■ PROBLEM ■
Render the records below as a Markdown table with the columns Row and Line, giving each line its own numbered row, skipping blank lines, and leaving out the pictures. Start at the line that contains "the pronghorn head" and stop after the line that contains "<point>207,107</point>".

■ RECORDS ■

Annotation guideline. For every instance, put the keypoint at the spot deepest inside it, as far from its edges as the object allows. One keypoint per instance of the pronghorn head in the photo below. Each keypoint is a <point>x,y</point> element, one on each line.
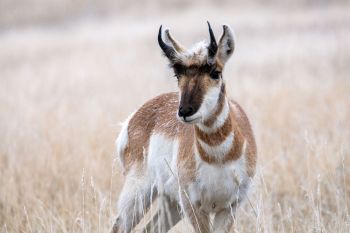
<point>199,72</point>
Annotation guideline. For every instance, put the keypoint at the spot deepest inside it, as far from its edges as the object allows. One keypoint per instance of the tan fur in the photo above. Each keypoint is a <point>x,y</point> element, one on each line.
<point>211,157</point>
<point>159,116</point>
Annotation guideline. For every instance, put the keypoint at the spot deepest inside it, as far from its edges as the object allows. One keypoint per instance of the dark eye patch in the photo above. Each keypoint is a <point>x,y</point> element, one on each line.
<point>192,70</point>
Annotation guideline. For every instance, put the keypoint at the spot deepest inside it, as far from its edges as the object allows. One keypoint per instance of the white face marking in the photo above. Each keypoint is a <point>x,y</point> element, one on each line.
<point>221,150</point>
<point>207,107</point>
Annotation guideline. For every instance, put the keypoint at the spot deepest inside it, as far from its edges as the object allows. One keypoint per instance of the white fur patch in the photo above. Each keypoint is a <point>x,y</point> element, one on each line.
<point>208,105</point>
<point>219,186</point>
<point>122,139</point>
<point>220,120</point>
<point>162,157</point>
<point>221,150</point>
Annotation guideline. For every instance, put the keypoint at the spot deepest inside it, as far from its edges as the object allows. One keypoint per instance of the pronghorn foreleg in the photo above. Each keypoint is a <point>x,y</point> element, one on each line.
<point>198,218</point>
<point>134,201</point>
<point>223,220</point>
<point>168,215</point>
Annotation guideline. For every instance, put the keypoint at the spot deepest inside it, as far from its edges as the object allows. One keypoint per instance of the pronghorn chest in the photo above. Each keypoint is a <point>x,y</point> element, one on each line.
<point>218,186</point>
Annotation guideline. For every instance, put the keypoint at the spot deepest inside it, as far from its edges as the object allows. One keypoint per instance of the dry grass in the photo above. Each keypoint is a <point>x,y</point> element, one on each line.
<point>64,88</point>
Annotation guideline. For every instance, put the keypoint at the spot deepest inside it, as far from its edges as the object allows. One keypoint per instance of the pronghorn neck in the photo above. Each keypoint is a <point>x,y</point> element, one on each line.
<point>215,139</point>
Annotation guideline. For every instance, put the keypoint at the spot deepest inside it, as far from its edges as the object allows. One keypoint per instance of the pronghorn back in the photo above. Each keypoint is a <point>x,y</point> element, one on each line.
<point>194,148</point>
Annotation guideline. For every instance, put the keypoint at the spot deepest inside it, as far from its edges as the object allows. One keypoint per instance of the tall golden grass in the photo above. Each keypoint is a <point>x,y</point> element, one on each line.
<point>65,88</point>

==

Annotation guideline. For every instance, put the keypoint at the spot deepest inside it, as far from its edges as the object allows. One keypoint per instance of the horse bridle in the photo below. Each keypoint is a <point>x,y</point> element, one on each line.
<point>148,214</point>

...

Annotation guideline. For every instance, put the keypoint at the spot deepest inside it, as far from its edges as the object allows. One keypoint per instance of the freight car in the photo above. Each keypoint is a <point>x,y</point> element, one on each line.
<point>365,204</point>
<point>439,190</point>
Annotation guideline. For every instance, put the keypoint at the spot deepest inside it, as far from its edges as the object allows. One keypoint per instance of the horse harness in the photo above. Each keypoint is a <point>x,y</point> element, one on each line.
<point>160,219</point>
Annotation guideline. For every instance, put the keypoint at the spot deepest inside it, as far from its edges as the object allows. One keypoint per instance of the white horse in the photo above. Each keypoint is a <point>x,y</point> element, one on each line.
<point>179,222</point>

■ EXERCISE OUTPUT ■
| Row | Line |
|---|---|
| 1 | Annotation guideline. For every instance, put the keypoint at the spot deepest inside it, as far from its edges as the object allows. One keypoint per instance of the pronghorn head in the photo below. Each keypoint is a <point>x,y</point> element, one on each line. |
| 2 | <point>199,72</point> |
| 3 | Annotation guideline. For every instance, put the keypoint at the spot deepest inside it, as far from its edges as the object allows. One keypoint per instance of the tan fur in the photo above. Each keypoint is a <point>x,y</point> element, one on each line. |
| 4 | <point>211,157</point> |
| 5 | <point>159,116</point> |
| 6 | Annotation guideline. For every instance, put the keypoint at the spot deepest inside it, as far from its edges as the object allows. One keypoint per instance of the dark eye patch in the photo above. Each keypoint is a <point>x,y</point> element, one on each line. |
| 7 | <point>192,70</point> |
| 8 | Annotation guideline. For every instance, put the keypoint at the spot deepest inside it, as far from its edges as the object allows. One keypoint per instance of the white face marking in the photo above. Each keypoint is a <point>x,y</point> element, one on each line. |
| 9 | <point>221,150</point> |
| 10 | <point>207,107</point> |